§ TASK OBJECTIVE:
Beginning with the line that contains "[pin] cloudy sky", repeat each line exactly through the end of the listing below. Pictures stay out.

§ RECORDS SUPPLIED:
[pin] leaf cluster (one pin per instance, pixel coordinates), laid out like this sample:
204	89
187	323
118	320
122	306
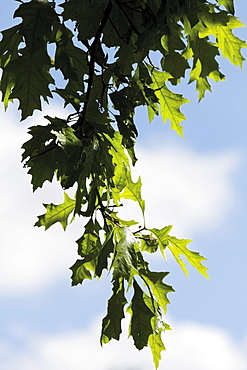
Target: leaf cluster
117	55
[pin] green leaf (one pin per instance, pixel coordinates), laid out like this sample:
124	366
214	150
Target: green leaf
140	324
57	213
32	79
228	4
111	324
178	247
125	259
38	18
107	249
132	191
159	289
162	237
170	102
175	64
79	273
221	27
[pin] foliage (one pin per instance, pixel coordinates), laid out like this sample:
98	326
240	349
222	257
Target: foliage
114	55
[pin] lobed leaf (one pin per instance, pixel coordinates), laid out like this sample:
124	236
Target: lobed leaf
57	213
178	247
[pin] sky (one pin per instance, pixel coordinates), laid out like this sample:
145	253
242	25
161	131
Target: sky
198	184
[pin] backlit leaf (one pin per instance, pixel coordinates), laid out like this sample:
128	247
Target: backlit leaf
57	213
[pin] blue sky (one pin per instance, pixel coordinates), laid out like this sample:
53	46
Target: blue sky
198	184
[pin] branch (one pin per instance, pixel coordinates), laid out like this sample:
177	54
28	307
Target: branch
104	20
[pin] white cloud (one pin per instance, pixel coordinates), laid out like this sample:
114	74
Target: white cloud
187	189
190	190
190	346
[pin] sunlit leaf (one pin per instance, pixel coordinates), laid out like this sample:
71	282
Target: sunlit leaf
57	213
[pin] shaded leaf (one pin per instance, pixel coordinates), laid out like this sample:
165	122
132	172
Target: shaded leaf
140	324
111	324
57	213
178	247
79	273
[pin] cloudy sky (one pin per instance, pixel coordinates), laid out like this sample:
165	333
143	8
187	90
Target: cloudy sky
197	184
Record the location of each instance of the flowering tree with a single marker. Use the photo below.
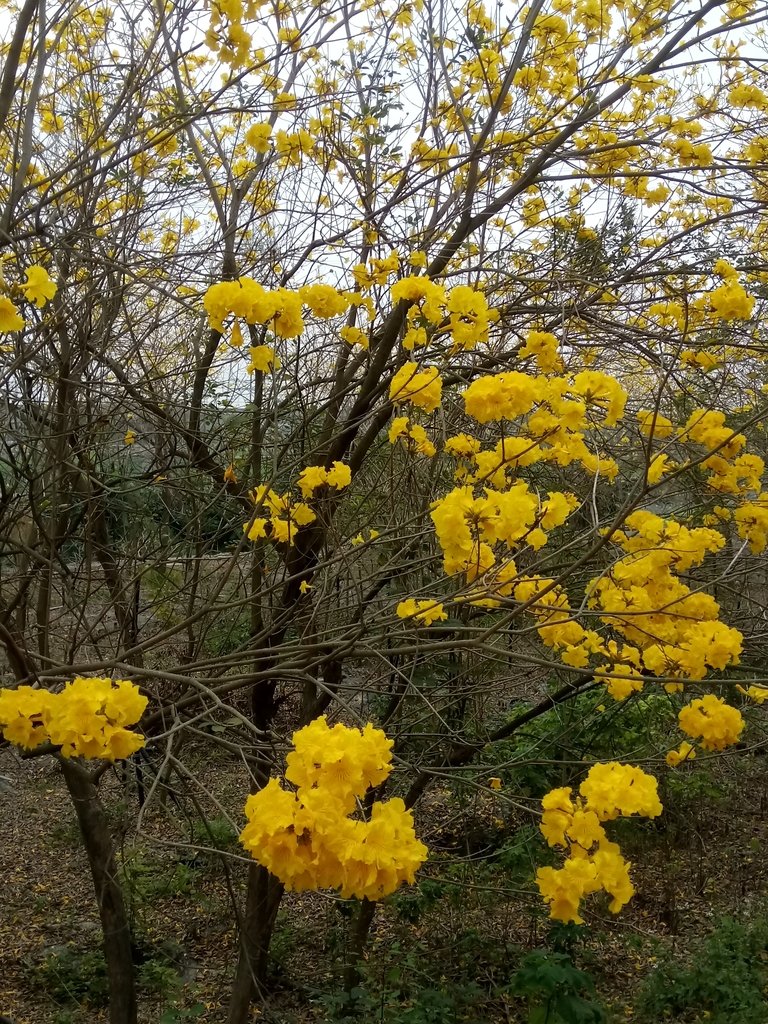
(367, 335)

§ TASK SOLUTION:
[pin] cloudy sky (one pin per instance, pixel coordinates), laid out like this sample:
165	333
143	8
187	90
Target: cloudy sky
197	184
Record the location of each instance of the flowering tree with a single marker. Use the photo below.
(367, 335)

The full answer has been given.